WORK INSTRUCTIONS.
You are asked to write out the full listing exactly as it stands.

RECORDS SHOWN.
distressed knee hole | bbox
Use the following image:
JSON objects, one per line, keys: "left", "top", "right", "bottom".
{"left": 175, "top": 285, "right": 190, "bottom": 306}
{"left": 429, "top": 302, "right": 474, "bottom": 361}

YOUR SOLUTION.
distressed knee hole | bbox
Use the following image:
JSON objects, one per line, keys: "left", "top", "right", "bottom".
{"left": 175, "top": 285, "right": 190, "bottom": 306}
{"left": 429, "top": 302, "right": 474, "bottom": 361}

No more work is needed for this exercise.